--- Start of Material provided ---

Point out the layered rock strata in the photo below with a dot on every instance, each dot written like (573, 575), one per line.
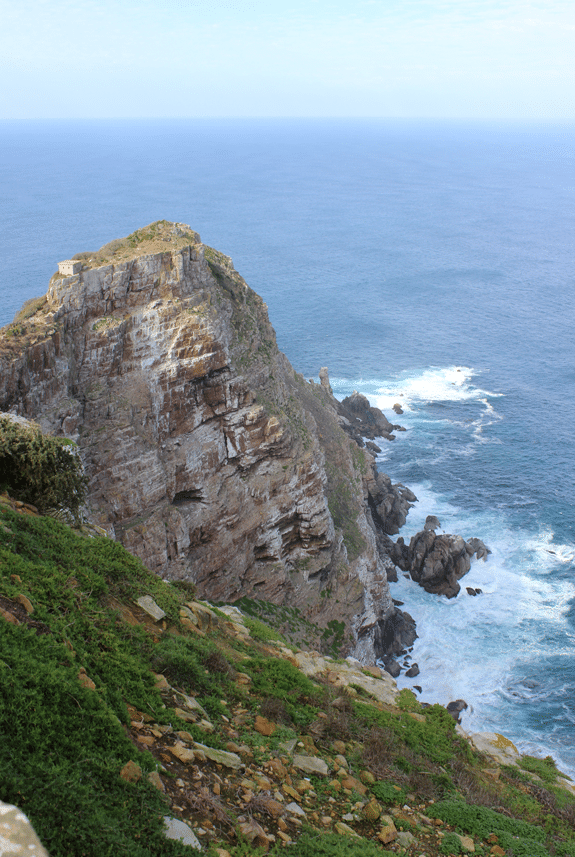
(208, 456)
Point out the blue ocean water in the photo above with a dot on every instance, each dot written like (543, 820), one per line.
(425, 263)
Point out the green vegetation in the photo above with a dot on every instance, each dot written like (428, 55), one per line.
(65, 743)
(41, 470)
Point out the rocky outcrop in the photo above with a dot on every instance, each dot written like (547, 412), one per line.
(208, 456)
(438, 562)
(360, 419)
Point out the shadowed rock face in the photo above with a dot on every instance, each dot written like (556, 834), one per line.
(438, 562)
(201, 443)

--- End of Material provided ---

- [Stated problem]
Could you copy every line of the records above word for word, leaving out the picture?

- [Solution for this problem]
Point out the layered rock strata in the photo below with a dot on every instance, each dot written like (573, 575), one per line.
(208, 456)
Point out the blue ocean water in the photo above with a dot on every instance, each dot written like (543, 820), one per line.
(425, 263)
Point out the green vegetation in the photo above with a dot on every instance, each dot written like (428, 55), one per line.
(65, 743)
(41, 470)
Point out the rocky outcrop in the photo above with a dot on every instance, each dot written like (547, 412), one per line.
(208, 456)
(438, 562)
(360, 419)
Point out the shadowed rock face in the photo above with a dot on every instance, each dot written like (556, 834), one per line.
(438, 562)
(201, 443)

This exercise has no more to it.